(Text provided Opens)

San Francisco Has the Nation’s Fewest Delinquent Mortgage Holders
- The U.S. mortgage-delinquency rate dipped to 4.3 percent in March, the lowest since March 2007.
- In the San Francisco metropolitan area, 1.5 percent of homeowners are delinquent on their mortgages, the fewest of any large U.S. housing market.
- Mortgage delinquencies rose in the Santa Rosa and Napa metro areas from one year earlier, likely a result of October’s wildfires.
A thriving economy and rising home equity have helped pushed mortgage delinquencies to the lowest point since before the Great Recession, with San Francisco claiming the best late-payment rate of any large U.S. city.

(Text provided Closes)
(Excerpted records Opens)

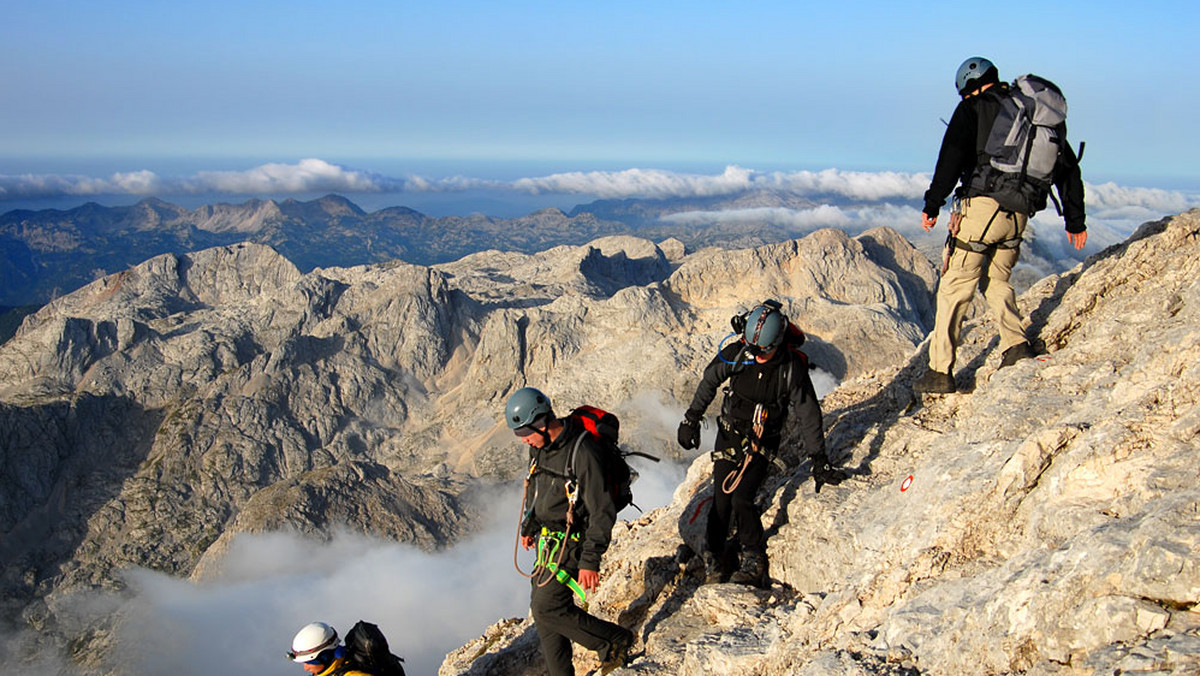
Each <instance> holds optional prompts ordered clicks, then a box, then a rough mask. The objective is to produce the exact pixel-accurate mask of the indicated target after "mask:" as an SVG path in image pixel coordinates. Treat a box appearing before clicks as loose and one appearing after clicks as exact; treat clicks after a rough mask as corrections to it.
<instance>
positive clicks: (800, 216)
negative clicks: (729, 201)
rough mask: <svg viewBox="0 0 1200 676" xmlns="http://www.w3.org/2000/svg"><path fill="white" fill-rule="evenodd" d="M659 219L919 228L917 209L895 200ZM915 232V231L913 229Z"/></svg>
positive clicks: (734, 210) (831, 227)
mask: <svg viewBox="0 0 1200 676" xmlns="http://www.w3.org/2000/svg"><path fill="white" fill-rule="evenodd" d="M661 220H662V221H665V222H667V223H673V225H686V226H724V225H734V223H746V222H763V223H768V225H774V226H781V227H784V228H787V229H790V231H792V232H808V231H814V229H818V228H844V229H847V231H853V232H862V231H865V229H870V228H874V227H878V226H887V227H890V228H895V229H899V231H901V232H904V231H906V229H907V231H913V228H917V229H919V225H920V211H919V210H918V209H916V208H913V207H907V205H898V204H887V203H884V204H874V205H870V207H857V208H851V207H833V205H829V204H822V205H820V207H812V208H810V209H787V208H782V207H761V208H752V209H727V210H696V211H680V213H676V214H668V215H665V216H662V219H661ZM913 234H916V233H913Z"/></svg>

(Excerpted records Closes)

Could you extend the article on San Francisco's low mortgage-delinquency rate, picking up right after its last sentence?

That’s according to CoreLogic’s latest Loan Performance Insights report, which says that 4.3 percent of Americans with a mortgage were delinquent on their payments by more than 30 days as of March, the lowest number in 11 years. Mortgage delinquencies decreased in 47 states from one year earlier — including in California, where they dropped to 2.5 percent.
In a statement accompanying the report, CoreLogic Chief Economist Frank Nothaft pointed to the U.S. unemployment rate, which fell to an 18-year low of 3.8 percent in May, as helping most Americans avoid mortgage delinquency. He also said that rising home equity plays a factor in the trend, with the average mortgage holder gaining $16,300 in equity between March 2017 and March 2018.
Of the 10 largest core-based statistical areas in the country, San Francisco — which includes Marin, San Mateo, Alameda, and Contra Costa counties — boasts the nation’s lowest mortgage-delinquency rate, at 1.5 percent. Mortgage delinquencies are even more scarce in San Jose-Sunnyvale-Santa Clara, where just 1.1 percent of homeowners are more than 30 days late on their payments. The number of delinquent mortgages declined year over year in both areas.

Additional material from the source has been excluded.